Top of Records supplied

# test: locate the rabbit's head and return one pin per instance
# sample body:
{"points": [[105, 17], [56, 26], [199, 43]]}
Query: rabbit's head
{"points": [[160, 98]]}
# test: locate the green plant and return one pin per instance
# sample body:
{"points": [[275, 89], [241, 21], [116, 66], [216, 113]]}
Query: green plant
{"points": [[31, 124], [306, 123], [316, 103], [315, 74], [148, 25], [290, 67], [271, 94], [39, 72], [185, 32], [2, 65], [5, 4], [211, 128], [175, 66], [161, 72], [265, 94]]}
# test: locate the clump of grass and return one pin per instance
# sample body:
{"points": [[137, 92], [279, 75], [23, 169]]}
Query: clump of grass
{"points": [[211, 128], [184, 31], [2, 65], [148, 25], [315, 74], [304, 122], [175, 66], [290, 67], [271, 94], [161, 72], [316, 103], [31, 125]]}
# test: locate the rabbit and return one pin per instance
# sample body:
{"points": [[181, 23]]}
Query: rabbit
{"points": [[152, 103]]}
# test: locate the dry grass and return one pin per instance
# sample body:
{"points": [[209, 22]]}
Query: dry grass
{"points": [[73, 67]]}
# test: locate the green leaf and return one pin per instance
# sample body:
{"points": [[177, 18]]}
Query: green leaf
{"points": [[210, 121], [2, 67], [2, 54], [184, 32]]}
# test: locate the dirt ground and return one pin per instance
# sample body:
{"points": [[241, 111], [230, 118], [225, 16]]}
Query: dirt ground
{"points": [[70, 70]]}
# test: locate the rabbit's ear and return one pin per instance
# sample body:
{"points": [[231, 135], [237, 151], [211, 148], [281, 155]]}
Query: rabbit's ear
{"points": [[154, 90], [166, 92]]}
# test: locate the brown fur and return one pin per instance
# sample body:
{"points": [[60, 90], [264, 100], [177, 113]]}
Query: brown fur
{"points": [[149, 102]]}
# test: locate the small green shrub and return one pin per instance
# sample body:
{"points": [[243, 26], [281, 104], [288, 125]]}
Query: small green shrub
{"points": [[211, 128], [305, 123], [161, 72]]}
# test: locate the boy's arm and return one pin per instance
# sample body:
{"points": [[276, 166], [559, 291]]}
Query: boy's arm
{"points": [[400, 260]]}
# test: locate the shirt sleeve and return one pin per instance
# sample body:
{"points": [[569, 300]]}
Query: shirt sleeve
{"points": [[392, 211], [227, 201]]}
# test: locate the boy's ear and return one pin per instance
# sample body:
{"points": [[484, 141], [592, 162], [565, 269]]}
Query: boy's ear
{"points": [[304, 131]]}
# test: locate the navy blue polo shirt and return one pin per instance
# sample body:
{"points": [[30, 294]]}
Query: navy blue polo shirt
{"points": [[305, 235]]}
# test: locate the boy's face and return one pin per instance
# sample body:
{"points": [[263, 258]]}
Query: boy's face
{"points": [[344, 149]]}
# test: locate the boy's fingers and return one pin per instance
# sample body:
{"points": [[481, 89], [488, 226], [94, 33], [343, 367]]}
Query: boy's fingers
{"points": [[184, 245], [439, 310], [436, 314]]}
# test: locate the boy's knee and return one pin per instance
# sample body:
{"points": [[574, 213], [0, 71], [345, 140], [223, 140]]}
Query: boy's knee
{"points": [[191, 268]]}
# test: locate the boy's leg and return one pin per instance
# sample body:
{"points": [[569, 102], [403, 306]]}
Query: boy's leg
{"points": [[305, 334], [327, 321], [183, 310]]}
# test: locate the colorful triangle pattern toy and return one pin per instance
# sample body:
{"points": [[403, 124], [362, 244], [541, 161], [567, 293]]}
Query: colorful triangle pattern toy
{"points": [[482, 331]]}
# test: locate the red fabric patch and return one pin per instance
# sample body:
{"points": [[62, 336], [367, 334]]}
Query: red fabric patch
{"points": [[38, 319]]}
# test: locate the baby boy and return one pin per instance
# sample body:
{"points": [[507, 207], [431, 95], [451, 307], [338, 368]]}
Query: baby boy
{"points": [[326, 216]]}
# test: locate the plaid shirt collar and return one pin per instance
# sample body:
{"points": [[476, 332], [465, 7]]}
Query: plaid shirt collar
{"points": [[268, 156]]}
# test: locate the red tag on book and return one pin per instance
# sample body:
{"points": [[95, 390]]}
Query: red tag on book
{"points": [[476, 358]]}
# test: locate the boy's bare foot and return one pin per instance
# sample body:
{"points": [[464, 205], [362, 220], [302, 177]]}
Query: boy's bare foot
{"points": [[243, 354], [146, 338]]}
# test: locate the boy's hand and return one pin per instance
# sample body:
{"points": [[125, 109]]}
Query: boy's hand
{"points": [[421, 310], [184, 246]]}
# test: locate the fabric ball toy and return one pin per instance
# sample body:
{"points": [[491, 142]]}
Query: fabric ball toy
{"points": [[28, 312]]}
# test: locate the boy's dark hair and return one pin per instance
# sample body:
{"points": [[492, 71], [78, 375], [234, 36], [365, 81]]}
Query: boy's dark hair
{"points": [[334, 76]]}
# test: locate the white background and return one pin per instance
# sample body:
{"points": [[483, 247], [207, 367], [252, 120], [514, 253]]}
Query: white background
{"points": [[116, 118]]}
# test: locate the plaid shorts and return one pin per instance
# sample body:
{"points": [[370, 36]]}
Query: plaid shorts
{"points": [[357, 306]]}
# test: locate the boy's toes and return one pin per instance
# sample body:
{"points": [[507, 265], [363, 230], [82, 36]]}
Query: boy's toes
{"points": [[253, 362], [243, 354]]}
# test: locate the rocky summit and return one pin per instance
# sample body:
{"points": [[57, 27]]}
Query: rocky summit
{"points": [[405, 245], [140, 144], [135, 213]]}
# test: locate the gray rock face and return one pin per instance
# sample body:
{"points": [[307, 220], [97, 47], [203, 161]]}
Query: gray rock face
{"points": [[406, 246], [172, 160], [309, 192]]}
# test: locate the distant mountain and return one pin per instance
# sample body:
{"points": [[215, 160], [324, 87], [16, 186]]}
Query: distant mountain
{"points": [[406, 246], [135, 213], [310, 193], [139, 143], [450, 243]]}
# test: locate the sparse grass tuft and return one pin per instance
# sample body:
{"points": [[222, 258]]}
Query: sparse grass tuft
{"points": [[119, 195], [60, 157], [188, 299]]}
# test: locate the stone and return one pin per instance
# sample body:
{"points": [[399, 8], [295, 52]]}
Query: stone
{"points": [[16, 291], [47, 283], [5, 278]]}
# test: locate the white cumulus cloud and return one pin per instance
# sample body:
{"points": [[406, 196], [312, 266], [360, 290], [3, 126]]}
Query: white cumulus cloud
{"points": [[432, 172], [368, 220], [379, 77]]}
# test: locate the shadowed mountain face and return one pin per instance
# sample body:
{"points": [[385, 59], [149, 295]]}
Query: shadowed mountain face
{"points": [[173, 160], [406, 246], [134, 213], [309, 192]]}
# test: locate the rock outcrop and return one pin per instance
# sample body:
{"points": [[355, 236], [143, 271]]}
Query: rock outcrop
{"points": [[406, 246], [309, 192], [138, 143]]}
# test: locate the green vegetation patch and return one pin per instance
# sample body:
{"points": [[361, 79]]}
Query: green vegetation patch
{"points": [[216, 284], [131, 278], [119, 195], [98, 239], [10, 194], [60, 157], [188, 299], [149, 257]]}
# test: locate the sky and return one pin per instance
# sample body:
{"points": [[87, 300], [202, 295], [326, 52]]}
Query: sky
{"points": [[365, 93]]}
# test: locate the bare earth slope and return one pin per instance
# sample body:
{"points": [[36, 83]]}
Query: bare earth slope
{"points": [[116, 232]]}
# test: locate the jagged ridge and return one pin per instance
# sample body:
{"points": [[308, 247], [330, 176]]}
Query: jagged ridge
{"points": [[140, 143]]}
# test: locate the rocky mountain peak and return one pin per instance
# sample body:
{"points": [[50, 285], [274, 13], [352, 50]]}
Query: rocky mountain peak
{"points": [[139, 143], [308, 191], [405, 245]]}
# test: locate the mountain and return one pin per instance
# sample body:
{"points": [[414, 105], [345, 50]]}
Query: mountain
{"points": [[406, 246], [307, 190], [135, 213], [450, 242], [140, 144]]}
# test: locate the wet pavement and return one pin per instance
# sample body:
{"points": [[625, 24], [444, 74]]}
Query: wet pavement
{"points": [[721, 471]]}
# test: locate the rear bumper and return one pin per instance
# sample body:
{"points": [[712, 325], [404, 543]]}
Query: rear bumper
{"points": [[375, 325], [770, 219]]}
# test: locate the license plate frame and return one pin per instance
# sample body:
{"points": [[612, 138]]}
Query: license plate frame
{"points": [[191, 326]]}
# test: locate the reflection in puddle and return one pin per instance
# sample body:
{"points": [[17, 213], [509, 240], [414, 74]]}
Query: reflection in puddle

Bottom of Records supplied

Exercise goal: For the word "reflection", say how many lines of the records above contain it. Reply with the number alone.

Response below: 2